INSTRUÇÕES A SEGUIR:
Transforme os dados abaixo em uma lista numerada, sem incluir as linhas em branco.

* * * * * * * * *

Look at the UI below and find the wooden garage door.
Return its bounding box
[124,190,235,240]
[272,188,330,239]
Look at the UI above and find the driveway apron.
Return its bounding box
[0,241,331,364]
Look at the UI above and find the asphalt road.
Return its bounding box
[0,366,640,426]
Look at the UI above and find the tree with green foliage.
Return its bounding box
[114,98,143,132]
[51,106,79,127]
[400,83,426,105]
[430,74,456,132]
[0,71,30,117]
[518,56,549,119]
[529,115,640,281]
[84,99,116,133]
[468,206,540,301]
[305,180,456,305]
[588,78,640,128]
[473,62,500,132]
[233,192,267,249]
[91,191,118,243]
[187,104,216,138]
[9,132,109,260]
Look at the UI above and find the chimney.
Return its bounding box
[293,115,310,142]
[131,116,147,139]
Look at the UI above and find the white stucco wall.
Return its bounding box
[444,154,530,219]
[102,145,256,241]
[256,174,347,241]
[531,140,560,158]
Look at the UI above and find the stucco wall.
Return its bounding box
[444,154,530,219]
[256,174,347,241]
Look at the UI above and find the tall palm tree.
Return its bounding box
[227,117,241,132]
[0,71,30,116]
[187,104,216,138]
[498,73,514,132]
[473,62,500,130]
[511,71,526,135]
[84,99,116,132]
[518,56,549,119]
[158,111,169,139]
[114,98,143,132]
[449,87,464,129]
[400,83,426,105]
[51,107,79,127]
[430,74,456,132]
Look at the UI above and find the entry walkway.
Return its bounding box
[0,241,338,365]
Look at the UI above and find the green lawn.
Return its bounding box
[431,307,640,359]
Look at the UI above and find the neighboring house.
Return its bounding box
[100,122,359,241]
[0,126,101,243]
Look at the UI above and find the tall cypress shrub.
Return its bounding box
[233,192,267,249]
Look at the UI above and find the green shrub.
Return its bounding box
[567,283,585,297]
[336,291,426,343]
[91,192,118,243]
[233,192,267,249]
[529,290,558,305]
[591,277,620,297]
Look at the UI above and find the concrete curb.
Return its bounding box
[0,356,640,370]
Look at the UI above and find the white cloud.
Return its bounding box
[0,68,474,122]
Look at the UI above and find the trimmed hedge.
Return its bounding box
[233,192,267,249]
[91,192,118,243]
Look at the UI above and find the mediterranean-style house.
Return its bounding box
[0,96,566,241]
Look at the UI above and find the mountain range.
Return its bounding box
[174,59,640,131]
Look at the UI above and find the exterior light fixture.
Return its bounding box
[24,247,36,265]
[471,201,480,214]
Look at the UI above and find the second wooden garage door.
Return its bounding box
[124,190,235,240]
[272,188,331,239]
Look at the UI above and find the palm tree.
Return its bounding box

* * * * * * * * *

RESPOSTA CORRETA:
1. Look at the UI below and find the wooden garage door.
2. Return its bounding box
3. [124,190,235,240]
4. [272,188,330,239]
5. Look at the UI above and find the driveway apron.
6. Return its bounding box
7. [0,241,331,364]
8. Look at the UI above and find the asphalt road.
9. Return its bounding box
10. [0,366,640,426]
11. Look at the UI above and find the tree with green foliage.
12. Return its bounding box
13. [114,98,143,132]
14. [51,106,79,127]
15. [400,83,426,105]
16. [430,74,456,132]
17. [0,71,30,117]
18. [518,56,549,119]
19. [529,115,640,281]
20. [84,99,116,133]
21. [468,206,540,301]
22. [305,180,456,305]
23. [588,78,640,128]
24. [473,62,500,132]
25. [233,192,267,249]
26. [91,191,118,243]
27. [187,104,216,138]
28. [9,132,109,260]
29. Look at the UI above and find the chimney.
30. Return its bounding box
31. [293,115,310,142]
32. [131,116,147,139]
33. Look at the UI above and find the white stucco wall.
34. Return its bounding box
35. [444,154,530,219]
36. [102,145,256,241]
37. [256,174,347,241]
38. [531,140,560,158]
39. Look at the UI above and find the stucco wall.
40. Return its bounding box
41. [444,154,530,219]
42. [256,174,347,241]
43. Look at the UI above and find the tall palm tree.
44. Return its bounding box
45. [227,117,241,132]
46. [0,71,30,116]
47. [187,104,216,138]
48. [498,73,514,132]
49. [473,62,500,130]
50. [511,71,526,135]
51. [84,99,116,132]
52. [518,56,549,119]
53. [158,111,169,139]
54. [114,98,143,132]
55. [449,87,464,129]
56. [400,83,426,105]
57. [51,107,79,127]
58. [430,74,456,132]
59. Look at the UI above and find the entry walkway.
60. Return its bounding box
61. [0,241,338,365]
62. Look at the UI above and find the green lawn.
63. Return its bounding box
64. [431,307,640,359]
65. Look at the UI above and find the neighboring house.
66. Return its bounding box
67. [100,122,359,241]
68. [0,126,101,243]
69. Look at the UI above and find the tall cypress shrub.
70. Return its bounding box
71. [233,192,267,249]
72. Look at the UI above and find the green shrub.
73. Return its bounding box
74. [567,283,585,297]
75. [336,291,426,343]
76. [91,192,118,243]
77. [233,192,267,249]
78. [529,290,558,305]
79. [591,277,620,297]
80. Look at the UI above and find the concrete curb.
81. Return its bounding box
82. [0,356,640,370]
83. Look at the UI above and find the white cloud.
84. Return its bounding box
85. [0,68,474,122]
86. Look at the UI above and find the trimmed hedge.
87. Return its bounding box
88. [233,192,267,249]
89. [91,192,118,243]
90. Look at the UI above and find the mediterranean-style house.
91. Return its bounding box
92. [0,96,566,241]
93. Look at the UI above and find the mountain range.
94. Return its bounding box
95. [174,59,640,131]
96. Look at the UI above and find the exterior light fixture.
97. Return its bounding box
98. [24,247,36,265]
99. [471,201,480,214]
100. Look at the UI above and find the second wooden garage door.
101. Return its bounding box
102. [124,190,235,240]
103. [272,188,331,239]
104. Look at the UI above and find the palm tree.
105. Return its bounding box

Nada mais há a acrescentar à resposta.